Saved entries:
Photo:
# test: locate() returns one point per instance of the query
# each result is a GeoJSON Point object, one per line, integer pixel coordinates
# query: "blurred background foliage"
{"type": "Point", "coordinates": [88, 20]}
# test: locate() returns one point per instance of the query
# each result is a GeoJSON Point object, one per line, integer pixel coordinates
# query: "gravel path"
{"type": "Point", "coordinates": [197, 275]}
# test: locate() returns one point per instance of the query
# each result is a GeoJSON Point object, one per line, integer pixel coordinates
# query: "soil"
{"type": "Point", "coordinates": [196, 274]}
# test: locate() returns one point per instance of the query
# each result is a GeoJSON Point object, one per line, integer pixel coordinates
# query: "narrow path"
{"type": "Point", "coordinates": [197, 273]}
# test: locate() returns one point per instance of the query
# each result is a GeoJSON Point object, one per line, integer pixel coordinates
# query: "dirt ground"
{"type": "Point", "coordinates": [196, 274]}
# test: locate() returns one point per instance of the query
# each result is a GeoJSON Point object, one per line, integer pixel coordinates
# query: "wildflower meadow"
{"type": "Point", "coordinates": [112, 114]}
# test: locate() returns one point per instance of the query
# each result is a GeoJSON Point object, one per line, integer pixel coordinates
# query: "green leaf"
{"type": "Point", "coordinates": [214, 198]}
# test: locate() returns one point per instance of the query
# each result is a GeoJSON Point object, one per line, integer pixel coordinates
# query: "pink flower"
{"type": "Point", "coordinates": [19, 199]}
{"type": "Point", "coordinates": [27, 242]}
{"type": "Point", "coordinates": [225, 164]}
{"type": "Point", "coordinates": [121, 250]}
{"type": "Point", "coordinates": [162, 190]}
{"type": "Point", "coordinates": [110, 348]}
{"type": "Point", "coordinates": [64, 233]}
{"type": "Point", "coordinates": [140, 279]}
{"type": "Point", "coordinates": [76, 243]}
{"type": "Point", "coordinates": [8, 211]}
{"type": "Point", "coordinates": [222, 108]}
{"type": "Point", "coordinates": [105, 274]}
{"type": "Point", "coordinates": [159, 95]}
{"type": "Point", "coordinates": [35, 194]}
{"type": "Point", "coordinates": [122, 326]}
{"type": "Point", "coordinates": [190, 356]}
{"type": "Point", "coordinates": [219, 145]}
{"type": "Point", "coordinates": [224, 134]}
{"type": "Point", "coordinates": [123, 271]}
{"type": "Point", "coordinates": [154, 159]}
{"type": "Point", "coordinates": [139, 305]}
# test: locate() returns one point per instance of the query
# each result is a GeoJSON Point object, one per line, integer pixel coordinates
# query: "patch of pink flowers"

*BRIEF:*
Every piece of the data must be set down exactly. Omit nothing.

*WRITTEN RESPONSE:*
Photo:
# test: locate() returns one point per instance of the query
# each result is a GeoJSON Point object, one per line, integer pixel coordinates
# query: "blurred background foliage"
{"type": "Point", "coordinates": [88, 20]}
# test: locate() returns one point per instance of the query
# each result is a GeoJSON Point object, one per line, integer pixel coordinates
# query: "gravel path"
{"type": "Point", "coordinates": [197, 275]}
# test: locate() returns one point per instance of the query
# each result is a GeoJSON Point object, one per line, integer pixel coordinates
# query: "soil"
{"type": "Point", "coordinates": [196, 274]}
# test: locate() returns one point per instance of the query
# each result is a GeoJSON Point object, one per line, integer pixel coordinates
# query: "narrow path"
{"type": "Point", "coordinates": [197, 273]}
# test: locate() returns one point per instance of the query
# each result is a GeoJSON Point object, one per line, integer pixel coordinates
# query: "dirt ground"
{"type": "Point", "coordinates": [196, 274]}
# test: locate() returns one point per instance of the query
# each result is a GeoJSON Point object, one per line, integer pixel coordinates
# query: "wildflower meadow"
{"type": "Point", "coordinates": [112, 114]}
# test: locate() returns one point per instance of the query
# each result is a GeoJSON Point object, one per line, integer pixel coordinates
# query: "green leaf"
{"type": "Point", "coordinates": [214, 198]}
# test: locate() returns one point per instance of the query
# each result is a GeoJSON Point object, one per line, integer pixel coordinates
# query: "pink flower"
{"type": "Point", "coordinates": [19, 199]}
{"type": "Point", "coordinates": [27, 242]}
{"type": "Point", "coordinates": [225, 164]}
{"type": "Point", "coordinates": [121, 250]}
{"type": "Point", "coordinates": [162, 190]}
{"type": "Point", "coordinates": [110, 348]}
{"type": "Point", "coordinates": [64, 233]}
{"type": "Point", "coordinates": [140, 279]}
{"type": "Point", "coordinates": [76, 243]}
{"type": "Point", "coordinates": [8, 211]}
{"type": "Point", "coordinates": [222, 108]}
{"type": "Point", "coordinates": [105, 274]}
{"type": "Point", "coordinates": [159, 95]}
{"type": "Point", "coordinates": [35, 194]}
{"type": "Point", "coordinates": [122, 326]}
{"type": "Point", "coordinates": [190, 356]}
{"type": "Point", "coordinates": [219, 145]}
{"type": "Point", "coordinates": [224, 134]}
{"type": "Point", "coordinates": [123, 271]}
{"type": "Point", "coordinates": [154, 159]}
{"type": "Point", "coordinates": [139, 305]}
# test: locate() returns one point per instance of the query
# each result is a GeoJSON Point object, one per line, integer pixel coordinates
# query: "patch of pink flowers"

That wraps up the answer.